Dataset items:
————

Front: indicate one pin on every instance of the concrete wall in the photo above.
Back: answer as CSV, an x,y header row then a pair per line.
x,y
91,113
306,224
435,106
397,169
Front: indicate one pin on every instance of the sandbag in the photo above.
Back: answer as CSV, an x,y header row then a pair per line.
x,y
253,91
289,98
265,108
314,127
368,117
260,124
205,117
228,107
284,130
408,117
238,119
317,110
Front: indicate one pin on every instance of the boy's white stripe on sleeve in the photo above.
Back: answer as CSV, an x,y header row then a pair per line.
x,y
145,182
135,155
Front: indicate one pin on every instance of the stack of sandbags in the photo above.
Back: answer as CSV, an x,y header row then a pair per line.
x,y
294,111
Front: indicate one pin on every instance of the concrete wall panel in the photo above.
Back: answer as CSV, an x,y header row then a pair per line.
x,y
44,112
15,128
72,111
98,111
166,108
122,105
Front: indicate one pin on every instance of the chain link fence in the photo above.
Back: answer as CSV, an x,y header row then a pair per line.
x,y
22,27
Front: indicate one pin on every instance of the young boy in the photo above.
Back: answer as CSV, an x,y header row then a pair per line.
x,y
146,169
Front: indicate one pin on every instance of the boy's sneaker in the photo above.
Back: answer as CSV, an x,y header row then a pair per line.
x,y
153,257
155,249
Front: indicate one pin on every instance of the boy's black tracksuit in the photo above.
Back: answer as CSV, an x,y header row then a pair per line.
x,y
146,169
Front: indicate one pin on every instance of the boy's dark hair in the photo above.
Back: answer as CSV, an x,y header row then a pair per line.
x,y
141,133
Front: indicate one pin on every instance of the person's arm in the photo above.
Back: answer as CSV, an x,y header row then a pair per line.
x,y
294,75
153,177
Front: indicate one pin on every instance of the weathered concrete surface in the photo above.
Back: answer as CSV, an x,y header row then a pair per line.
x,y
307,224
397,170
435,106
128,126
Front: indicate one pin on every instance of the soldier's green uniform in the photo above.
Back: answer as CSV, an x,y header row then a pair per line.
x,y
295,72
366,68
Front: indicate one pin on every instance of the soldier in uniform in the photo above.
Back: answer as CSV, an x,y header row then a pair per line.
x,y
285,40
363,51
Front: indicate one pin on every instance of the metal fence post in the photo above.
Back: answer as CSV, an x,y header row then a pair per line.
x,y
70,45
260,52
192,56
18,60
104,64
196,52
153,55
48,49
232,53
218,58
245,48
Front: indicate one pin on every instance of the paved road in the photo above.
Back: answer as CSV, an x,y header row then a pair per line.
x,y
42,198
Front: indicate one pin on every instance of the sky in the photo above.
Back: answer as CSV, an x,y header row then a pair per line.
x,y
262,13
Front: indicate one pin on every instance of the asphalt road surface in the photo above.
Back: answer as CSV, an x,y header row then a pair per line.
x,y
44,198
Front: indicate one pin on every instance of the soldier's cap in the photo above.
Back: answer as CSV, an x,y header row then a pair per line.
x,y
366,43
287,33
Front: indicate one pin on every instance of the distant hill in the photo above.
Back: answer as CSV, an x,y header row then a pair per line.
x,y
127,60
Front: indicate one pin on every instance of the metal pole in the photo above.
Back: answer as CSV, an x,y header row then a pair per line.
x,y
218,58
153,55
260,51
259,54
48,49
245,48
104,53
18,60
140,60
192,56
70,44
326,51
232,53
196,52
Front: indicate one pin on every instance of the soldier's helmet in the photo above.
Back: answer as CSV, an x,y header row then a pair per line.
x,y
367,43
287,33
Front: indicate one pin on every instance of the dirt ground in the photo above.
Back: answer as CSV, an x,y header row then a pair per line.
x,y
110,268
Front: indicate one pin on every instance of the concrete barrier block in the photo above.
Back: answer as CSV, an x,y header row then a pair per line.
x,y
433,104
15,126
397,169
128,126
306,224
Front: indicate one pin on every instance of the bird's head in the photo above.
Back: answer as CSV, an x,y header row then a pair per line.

————

DIRECTIONS FOR THIS TASK: Your response should consist of the records, printed exactly.

EXERCISE ANSWER:
Front: indicate one pin on every instance of the concrete wall in the photo above.
Back: answer as CSV, an x,y header row then a pair per line.
x,y
91,113
306,224
435,106
397,169
Front: indicate one pin on every instance of the sandbag in the photo above.
Back: answer as CSV, an x,y header row then a pair per line.
x,y
253,91
289,98
265,108
314,127
368,117
260,124
205,117
228,107
284,130
408,117
238,119
317,110
Front: indicate one pin on every instance of the boy's white stripe on sleeve in the photo above.
Back: answer as CSV, an x,y header row then a pair per line.
x,y
145,182
135,155
Front: indicate one pin on every instance of the stack of sandbags in the photo above.
Back: answer as CSV, an x,y header row then a pair per line.
x,y
294,111
Front: indicate one pin on every instance of the concrete wall panel in the photo above.
Back: answer as CSV, an x,y header row then a pair per line.
x,y
44,112
15,128
72,111
98,111
166,108
122,105
Front: indicate one pin on every instance of the chain link fence in the photo above.
Back: answer as CSV, an x,y header row then a pair per line.
x,y
22,27
Front: indicate one pin on every instance of the young boy in the photo above.
Back: answer as CSV, an x,y header row then a pair per line.
x,y
146,169
Front: indicate one pin on every instance of the boy's sneaker in the photo above.
Back: answer as CSV, an x,y header row then a pair per line.
x,y
153,257
155,249
Front: indicate one pin on every instance of the boy's black tracksuit in the photo above.
Back: answer as CSV, an x,y header row then a pair per line.
x,y
146,169
Front: indicate one pin on every instance of the boy's dark hair in the photo above.
Back: answer as CSV, an x,y header row then a pair per line.
x,y
141,133
Front: indicate one pin on every instance of the person's arm in the photo above.
Back: answer as CSV, an x,y header row then a pair per line.
x,y
294,75
153,177
Front: indicate one pin on every instance of the weathered concrete surface in the photo above.
Back: answer as CSV, an x,y header row then a pair per line.
x,y
307,224
397,170
435,106
128,126
Front: indicate one pin on every instance of the soldier's green uniform in the photo above.
Back: answer as CSV, an x,y header row then a pair per line.
x,y
295,72
366,68
Front: indicate one pin on every instance of the soldier in uniform in the photo above.
Back: answer as CSV, an x,y header row then a pair per line.
x,y
285,40
363,51
Front: indicate one pin on every instance of the metal fence post in the photo above.
Back: answer as CSV, an x,y header row then a pair per line.
x,y
70,45
260,52
192,56
18,60
104,64
196,52
153,55
48,49
232,53
218,58
245,48
Front: indicate one pin on every instance of the paved road in the photo above.
Back: answer as CSV, an x,y header row then a pair per line.
x,y
42,198
Front: indicate one pin on every instance of the sky in the photo above.
Back: answer as CSV, an x,y header row then a pair per line.
x,y
262,13
Front: indicate one pin on every instance of the asphalt road surface in the photo above.
Back: answer as CSV, an x,y header row then a pair per line.
x,y
44,198
Front: indicate one pin on every instance of the soldier's cap in the photo above.
Back: answer as CSV, an x,y header row then a pair per line.
x,y
366,43
287,33
Front: indicate one pin on every instance of the distant hill in the photo above.
Back: answer as CSV, an x,y header row then a pair per line.
x,y
127,60
Front: indicate one pin on every instance of the metal pole in the photo above.
Back: answer as CSV, an x,y header row then a pair per line.
x,y
218,58
153,55
260,51
259,54
48,49
245,48
104,53
18,60
140,60
192,56
70,44
326,51
232,53
196,52
Front: indicate one pin on every instance of the soldier's helmet in the photo above.
Back: answer as CSV, an x,y header row then a pair per line.
x,y
367,43
287,33
Front: indicate one pin on every instance of the dirt ground in the photo above.
Back: answer as CSV, an x,y header row then a pair per line.
x,y
110,268
Front: indicate one pin on every instance of the concrete barrier block in the photo above.
Back: answer as CSV, an x,y header row then a pair per line.
x,y
433,104
15,126
397,169
128,126
306,224
Front: indicate one pin on every instance of the bird's head in the photo above.
Back: answer as CSV, an x,y header row then a pair per line.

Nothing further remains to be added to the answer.